* _EXERCISE DESCRIPTION_
Count the lines in the rows below that contain the word "positive" and report only that number.

* _SOURCE DATA_
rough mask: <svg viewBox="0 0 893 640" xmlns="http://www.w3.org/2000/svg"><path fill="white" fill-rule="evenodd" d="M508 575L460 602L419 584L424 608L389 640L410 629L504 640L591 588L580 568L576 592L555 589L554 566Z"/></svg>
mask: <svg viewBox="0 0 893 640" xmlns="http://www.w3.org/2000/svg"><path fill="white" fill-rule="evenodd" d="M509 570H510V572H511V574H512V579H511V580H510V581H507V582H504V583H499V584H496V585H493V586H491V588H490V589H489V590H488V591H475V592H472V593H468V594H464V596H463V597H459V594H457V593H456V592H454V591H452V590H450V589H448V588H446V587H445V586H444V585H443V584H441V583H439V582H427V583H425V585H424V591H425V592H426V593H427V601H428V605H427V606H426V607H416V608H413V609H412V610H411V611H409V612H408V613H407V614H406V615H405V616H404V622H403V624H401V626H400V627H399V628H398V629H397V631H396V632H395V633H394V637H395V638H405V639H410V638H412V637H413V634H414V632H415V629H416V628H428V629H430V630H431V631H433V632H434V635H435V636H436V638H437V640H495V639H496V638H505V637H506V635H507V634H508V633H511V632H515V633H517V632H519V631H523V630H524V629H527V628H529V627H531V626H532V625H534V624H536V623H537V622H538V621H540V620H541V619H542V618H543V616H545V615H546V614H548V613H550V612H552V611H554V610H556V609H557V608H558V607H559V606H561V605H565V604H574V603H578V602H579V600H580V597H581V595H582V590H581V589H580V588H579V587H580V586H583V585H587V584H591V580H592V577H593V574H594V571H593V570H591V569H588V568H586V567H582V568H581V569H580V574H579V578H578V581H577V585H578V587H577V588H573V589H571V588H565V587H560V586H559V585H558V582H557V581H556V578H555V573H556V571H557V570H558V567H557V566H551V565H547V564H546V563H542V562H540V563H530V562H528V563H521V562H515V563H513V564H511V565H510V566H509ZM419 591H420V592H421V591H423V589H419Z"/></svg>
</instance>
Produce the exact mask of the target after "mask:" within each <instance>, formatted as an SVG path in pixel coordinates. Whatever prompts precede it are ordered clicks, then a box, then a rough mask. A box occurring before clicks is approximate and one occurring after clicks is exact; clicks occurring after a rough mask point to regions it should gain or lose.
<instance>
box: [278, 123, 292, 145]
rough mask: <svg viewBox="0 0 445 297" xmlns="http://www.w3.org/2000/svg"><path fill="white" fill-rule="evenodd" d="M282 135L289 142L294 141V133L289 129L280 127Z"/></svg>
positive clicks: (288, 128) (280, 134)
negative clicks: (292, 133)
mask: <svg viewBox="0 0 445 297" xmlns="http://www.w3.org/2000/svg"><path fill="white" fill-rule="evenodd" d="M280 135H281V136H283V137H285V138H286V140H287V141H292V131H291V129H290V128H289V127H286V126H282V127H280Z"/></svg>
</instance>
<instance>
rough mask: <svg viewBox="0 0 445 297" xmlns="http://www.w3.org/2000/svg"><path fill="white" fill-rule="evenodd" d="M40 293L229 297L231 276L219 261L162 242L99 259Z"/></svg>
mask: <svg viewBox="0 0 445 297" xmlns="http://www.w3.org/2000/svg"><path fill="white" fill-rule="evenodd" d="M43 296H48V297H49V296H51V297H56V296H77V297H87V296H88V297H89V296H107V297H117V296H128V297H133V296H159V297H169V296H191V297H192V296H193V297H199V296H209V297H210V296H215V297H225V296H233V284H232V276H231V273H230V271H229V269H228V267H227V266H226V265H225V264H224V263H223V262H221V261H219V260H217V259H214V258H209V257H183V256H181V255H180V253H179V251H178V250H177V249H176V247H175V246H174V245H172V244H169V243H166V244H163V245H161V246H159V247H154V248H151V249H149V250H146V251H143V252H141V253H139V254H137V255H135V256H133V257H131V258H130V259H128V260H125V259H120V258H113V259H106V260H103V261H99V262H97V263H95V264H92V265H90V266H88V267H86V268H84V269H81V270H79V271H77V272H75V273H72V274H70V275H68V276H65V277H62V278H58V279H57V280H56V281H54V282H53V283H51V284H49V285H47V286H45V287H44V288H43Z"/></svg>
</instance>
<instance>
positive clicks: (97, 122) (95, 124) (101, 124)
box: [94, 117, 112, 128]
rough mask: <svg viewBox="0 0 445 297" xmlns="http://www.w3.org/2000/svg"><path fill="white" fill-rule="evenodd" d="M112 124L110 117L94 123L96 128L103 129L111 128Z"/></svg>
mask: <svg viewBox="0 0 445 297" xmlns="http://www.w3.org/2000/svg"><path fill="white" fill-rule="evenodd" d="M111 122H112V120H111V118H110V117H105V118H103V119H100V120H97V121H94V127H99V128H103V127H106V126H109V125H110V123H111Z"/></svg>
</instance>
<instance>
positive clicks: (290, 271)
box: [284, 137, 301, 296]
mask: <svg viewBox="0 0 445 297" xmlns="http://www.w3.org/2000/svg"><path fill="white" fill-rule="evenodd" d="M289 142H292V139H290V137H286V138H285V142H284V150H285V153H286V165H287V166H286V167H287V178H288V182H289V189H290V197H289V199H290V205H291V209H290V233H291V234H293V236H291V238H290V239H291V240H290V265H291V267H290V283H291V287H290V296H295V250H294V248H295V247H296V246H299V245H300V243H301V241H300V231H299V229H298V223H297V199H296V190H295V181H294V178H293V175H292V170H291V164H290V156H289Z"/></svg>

* _OUTPUT OF THE TASK_
3